(Boundary annotation items)

********************

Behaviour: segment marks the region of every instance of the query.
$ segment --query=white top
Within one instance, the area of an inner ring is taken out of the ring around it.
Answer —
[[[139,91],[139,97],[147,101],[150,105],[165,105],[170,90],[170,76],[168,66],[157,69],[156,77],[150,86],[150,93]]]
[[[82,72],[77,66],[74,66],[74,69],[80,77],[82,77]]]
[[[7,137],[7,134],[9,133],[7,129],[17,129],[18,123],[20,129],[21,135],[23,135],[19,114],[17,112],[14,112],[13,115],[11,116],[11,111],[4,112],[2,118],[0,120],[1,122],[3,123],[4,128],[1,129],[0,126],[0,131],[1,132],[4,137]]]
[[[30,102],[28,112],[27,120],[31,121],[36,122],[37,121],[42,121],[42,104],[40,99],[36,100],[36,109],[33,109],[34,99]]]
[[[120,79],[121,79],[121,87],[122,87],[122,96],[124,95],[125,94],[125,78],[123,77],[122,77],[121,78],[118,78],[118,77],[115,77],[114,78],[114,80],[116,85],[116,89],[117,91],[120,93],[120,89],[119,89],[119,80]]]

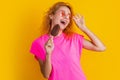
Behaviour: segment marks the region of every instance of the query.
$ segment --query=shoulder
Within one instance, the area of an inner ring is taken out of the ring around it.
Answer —
[[[84,36],[79,33],[74,32],[74,33],[72,33],[72,37],[73,38],[83,38]]]
[[[43,34],[43,35],[37,37],[36,39],[34,39],[32,43],[42,45],[43,43],[45,43],[48,40],[48,38],[49,38],[49,36],[47,34]]]

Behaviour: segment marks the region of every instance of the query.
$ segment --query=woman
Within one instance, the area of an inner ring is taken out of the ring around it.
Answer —
[[[54,4],[46,15],[47,34],[35,39],[30,52],[40,64],[40,69],[48,80],[86,80],[80,65],[82,48],[104,51],[104,44],[86,27],[83,16],[73,16],[68,3]],[[72,21],[82,30],[90,41],[72,32]],[[59,24],[60,30],[54,37],[51,30]]]

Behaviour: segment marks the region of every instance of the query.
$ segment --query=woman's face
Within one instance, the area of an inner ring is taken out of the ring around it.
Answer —
[[[52,15],[52,27],[59,24],[60,29],[64,30],[70,23],[71,11],[66,6],[61,6],[54,15]]]

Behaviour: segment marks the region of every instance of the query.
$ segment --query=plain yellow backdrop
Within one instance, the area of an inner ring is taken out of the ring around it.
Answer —
[[[52,4],[65,0],[4,0],[0,3],[0,80],[45,80],[30,54],[41,22]],[[66,0],[74,13],[106,45],[105,52],[84,50],[81,65],[87,80],[120,80],[120,3],[117,0]],[[76,32],[83,34],[75,27]],[[85,36],[85,34],[83,34]],[[87,38],[87,36],[85,36]],[[64,76],[64,74],[63,74]]]

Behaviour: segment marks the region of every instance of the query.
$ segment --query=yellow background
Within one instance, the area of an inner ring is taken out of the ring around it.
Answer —
[[[29,49],[32,41],[40,35],[45,11],[57,1],[60,0],[0,2],[0,80],[44,80]],[[87,80],[120,80],[119,1],[66,1],[75,13],[85,17],[88,28],[107,47],[105,52],[83,50],[81,64]],[[77,28],[75,30],[80,32]]]

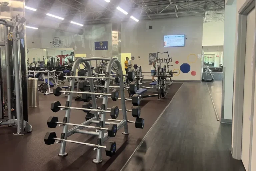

********************

List every line of the items above that contains the word "yellow".

* **REPLY**:
$ segment --query=plain yellow backdrop
$ segment --query=yellow background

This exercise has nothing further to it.